▼

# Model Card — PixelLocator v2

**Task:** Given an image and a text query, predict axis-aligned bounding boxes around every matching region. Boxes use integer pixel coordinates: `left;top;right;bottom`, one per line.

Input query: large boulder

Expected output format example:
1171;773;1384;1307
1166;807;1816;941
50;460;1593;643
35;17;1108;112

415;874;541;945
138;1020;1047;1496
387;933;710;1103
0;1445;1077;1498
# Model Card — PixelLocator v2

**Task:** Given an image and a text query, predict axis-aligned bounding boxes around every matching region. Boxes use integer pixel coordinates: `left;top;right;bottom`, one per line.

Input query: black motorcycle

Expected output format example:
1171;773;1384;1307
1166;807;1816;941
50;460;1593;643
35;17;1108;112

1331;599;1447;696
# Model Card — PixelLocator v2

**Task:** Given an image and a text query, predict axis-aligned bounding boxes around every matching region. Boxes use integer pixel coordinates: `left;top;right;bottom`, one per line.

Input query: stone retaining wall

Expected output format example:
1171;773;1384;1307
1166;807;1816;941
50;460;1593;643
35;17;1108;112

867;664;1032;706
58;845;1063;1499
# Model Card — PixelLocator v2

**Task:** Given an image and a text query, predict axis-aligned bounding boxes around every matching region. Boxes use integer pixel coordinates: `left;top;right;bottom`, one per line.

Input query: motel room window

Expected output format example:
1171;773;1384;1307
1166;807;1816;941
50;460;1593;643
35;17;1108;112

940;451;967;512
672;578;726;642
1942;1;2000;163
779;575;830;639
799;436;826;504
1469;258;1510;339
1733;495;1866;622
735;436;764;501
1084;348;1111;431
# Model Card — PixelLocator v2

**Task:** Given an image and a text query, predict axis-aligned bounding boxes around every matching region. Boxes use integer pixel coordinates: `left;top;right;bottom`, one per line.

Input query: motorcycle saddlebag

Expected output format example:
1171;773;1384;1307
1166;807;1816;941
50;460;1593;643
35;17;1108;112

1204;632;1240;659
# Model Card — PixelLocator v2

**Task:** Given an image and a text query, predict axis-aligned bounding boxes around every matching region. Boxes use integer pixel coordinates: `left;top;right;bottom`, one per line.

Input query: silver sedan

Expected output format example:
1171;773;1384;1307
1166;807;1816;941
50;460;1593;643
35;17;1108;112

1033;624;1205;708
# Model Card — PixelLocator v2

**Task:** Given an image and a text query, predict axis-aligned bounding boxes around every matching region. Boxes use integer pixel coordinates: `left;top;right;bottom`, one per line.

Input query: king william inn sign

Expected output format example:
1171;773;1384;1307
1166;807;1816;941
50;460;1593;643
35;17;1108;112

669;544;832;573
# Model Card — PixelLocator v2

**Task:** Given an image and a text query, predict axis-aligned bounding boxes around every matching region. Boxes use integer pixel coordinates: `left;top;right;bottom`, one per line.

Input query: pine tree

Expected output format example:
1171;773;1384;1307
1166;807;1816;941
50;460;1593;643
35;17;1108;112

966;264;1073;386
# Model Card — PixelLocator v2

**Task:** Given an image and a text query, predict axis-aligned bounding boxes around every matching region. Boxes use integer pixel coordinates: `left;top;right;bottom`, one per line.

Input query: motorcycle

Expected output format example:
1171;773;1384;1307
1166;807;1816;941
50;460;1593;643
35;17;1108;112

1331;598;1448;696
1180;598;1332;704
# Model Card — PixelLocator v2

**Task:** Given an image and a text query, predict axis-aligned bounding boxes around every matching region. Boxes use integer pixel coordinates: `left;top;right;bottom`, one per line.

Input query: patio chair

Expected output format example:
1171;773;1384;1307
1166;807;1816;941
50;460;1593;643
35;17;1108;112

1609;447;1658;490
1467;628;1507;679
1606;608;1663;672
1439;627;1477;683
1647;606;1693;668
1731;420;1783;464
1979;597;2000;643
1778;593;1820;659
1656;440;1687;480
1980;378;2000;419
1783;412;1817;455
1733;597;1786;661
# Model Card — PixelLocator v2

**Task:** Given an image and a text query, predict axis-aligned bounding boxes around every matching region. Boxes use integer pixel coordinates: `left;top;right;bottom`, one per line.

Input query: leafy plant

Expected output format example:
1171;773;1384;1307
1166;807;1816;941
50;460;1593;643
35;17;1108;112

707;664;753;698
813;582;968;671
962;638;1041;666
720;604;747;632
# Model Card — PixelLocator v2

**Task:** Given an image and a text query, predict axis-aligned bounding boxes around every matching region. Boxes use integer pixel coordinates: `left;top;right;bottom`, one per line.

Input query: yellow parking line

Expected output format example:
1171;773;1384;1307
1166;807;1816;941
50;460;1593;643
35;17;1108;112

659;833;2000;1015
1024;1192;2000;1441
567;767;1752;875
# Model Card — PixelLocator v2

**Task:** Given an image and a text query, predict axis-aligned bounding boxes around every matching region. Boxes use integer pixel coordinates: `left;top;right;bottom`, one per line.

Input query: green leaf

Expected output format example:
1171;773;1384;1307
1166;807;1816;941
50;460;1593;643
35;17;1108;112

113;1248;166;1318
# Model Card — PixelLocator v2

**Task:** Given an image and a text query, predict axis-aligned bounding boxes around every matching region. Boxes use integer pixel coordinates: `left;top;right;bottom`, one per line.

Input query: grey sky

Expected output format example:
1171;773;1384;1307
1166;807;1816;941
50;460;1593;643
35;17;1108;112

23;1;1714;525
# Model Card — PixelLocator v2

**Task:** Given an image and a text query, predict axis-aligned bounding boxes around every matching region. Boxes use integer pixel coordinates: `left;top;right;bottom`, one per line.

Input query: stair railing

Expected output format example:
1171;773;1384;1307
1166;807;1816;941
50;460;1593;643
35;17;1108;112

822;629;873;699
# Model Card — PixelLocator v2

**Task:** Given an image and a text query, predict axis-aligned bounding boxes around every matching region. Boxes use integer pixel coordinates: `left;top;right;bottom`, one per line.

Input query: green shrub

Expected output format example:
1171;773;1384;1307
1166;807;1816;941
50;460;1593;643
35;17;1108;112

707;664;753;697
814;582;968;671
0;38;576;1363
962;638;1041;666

▲

EXERCISE GOAL
Could you copy each line above word for word?

TASK RESPONSE
# Model Card — PixelLocator v2

**Task:** Given an image and a text query, predict axis-aligned bounding boxes around every matching region. Boxes use integer pixel coordinates: `left;top;right;bottom`, one per line.

Input query: large boulder

Expected output format example:
1171;773;1384;1307
1166;807;1816;941
50;460;1593;643
35;17;1108;112

415;874;541;945
138;1020;1047;1496
387;933;710;1103
0;1445;1077;1498
# Model Card — PixelLocator v2

**Task:** Given an image and a text query, predict axis-aligned bounding boxes around every matching region. Boxes use integer pixel coordinates: `left;top;right;bottom`, one per line.

Input query: black motorcycle

Expected output format example:
1171;773;1384;1307
1166;807;1816;941
50;460;1593;643
35;17;1108;112

1331;599;1447;696
# Model Card — PixelLocator v2

**Task:** Given an image and a text query, predict axis-aligned bounding boxes around every matching region. Boxes use integer pixel coordinates: `left;top;right;bottom`, one per line.

Input query: stone retaining wall

Expected output format example:
1171;773;1384;1307
1166;807;1816;941
50;460;1593;643
35;17;1108;112

867;664;1032;706
58;845;1063;1499
# Model Card — PixelLocator v2

**Task:** Given an image and a text query, predict axis-aligned bounding boxes around every matching region. Boxes use integer pixel coordinates: `left;top;right;bottom`, one per line.

Input query: motel room window

Expected output format example:
1171;773;1384;1307
1166;807;1816;941
50;460;1593;643
35;17;1108;112

940;451;967;512
672;578;726;642
1942;1;2000;163
779;575;830;639
799;436;826;504
1469;258;1510;339
1733;495;1866;622
735;436;764;501
1084;348;1111;431
# Model Card — PixelLocator v2

**Task:** Given an image and a text query, predict axis-aligned bounding boxes around every matching region. Boxes use integer pixel coordinates: `left;top;right;bottom`, one per line.

Input query: motorcycle saddlebag

Expected output format example:
1171;773;1384;1307
1166;807;1816;941
50;460;1593;643
35;17;1108;112

1204;632;1240;659
# Model Card — PixelLocator v2

**Task:** Given an image and a text query, predict axis-aligned bounding boxes around every matching region. Boxes use integer pixel coordinates: `left;top;right;bottom`, one per line.

Input query: silver sedan

Expected output format example:
1171;773;1384;1307
1166;807;1816;941
50;460;1593;643
35;17;1108;112

1033;624;1205;708
# Model Card — PixelLocator v2

**Task:** Given an image and a text query, predict axis-aligned bounding boxes around every matching region. Boxes use integer pixel coordinates: `left;top;right;bottom`, one per line.

Input query: king william inn sign

Expected output format example:
1171;773;1384;1307
1166;807;1816;941
50;460;1593;643
35;17;1108;112

669;544;832;573
# Model Card — PixelLocator v2

**Task:** Given an image and a text query, predict axis-aligned bounding boxes around every matching region. Boxes use integer pixel coordinates: `left;top;right;bottom`, one per line.

Input query: pine tree

Expected output format example:
1171;773;1384;1307
1166;807;1816;941
50;460;1593;643
35;17;1108;112

966;264;1073;386
# Model Card — PixelLocator v2

**Task:** Given an image and a text query, predict axis-aligned bounding boxes around every matching region. Boxes use integer pixel coordinates: `left;top;right;bottom`, one per line.

Input query: motorcycle

Expected output format example:
1171;773;1384;1307
1166;807;1816;941
50;460;1593;643
35;17;1108;112

1331;598;1448;696
1180;598;1332;704
# Model Card — PixelLocator v2

**Task:** Given an image and a text query, predict axis-aligned bounding boxes around every matching region. Boxes use integer pixel coordinates: `left;top;right;bottom`, one per line.

Input query: patio chair

Expected output format example:
1171;773;1384;1307
1166;807;1816;941
50;460;1593;643
35;17;1108;112

1609;447;1658;490
1467;628;1507;679
1606;608;1663;672
1439;627;1477;683
1647;606;1693;668
1731;420;1783;464
1979;597;2000;643
1778;593;1820;659
1656;440;1687;480
1980;378;2000;419
1783;412;1817;455
1733;597;1786;661
# Model Card — PixelLocator v2

**Task:** Given an image and a text query, predict axis-aligned bounding boxes around every matching region. Boxes use integer pixel coordinates: `left;top;right;bottom`, one per line.

Input query: leafy plant

Expected output format example:
1171;773;1384;1307
1166;807;1816;941
50;460;1593;643
35;17;1108;112

707;664;753;698
813;582;968;671
962;638;1041;666
720;604;747;632
# Model Card — PixelLocator v2

**Task:** Given an image and a text query, predict axis-aligned bounding boxes around every matching region. Boxes use integer pixel coordinates: `left;top;right;bottom`, one per line.

Input query: yellow parking line

Expected output format example:
1171;773;1384;1307
1166;807;1816;941
50;460;1593;643
35;17;1108;112

659;833;2000;1015
1024;1192;2000;1441
567;767;1752;875
# Model Card — PixelLocator v2

**Task:** Given an image and a text query, predict axis-aligned bounding boxes around every matching region. Boxes use integer pixel coordinates: `left;top;right;bottom`, one per line.

Input query: green leaf

Expected output format example:
1171;773;1384;1307
1166;807;1816;941
50;460;1593;643
35;17;1108;112

113;1248;166;1318
# Model Card — PixelLocator v2

**Task:** Given an image and a text query, predict axis-aligned bounding boxes around every matching region. Boxes use integer pixel coordinates: `left;top;right;bottom`, one per line.

Input query: grey sky

Expected output format example:
1171;773;1384;1307
1166;807;1816;941
50;460;1593;643
35;17;1108;112

23;1;1714;525
# Model Card — PixelLocator v2

**Task:** Given an image and a text query, predict axis-aligned bounding boxes around every matching region. Boxes use integer pixel coordinates: `left;top;right;bottom`, one per line.

Input query: stair railing

Expected output format example:
1171;773;1384;1307
1166;807;1816;941
50;460;1593;643
35;17;1108;112

822;629;873;699
# Model Card — PixelLocator v2

**Task:** Given an image and a text query, predict axis-aligned bounding boxes around every matching region. Boxes use integer pixel coordinates: `left;top;right;bottom`, one per line.

Input query: green shrub

Expected output format example:
1171;773;1384;1307
1166;807;1816;941
50;460;1593;643
35;17;1108;112

707;664;753;697
814;582;968;671
0;38;576;1363
962;638;1041;666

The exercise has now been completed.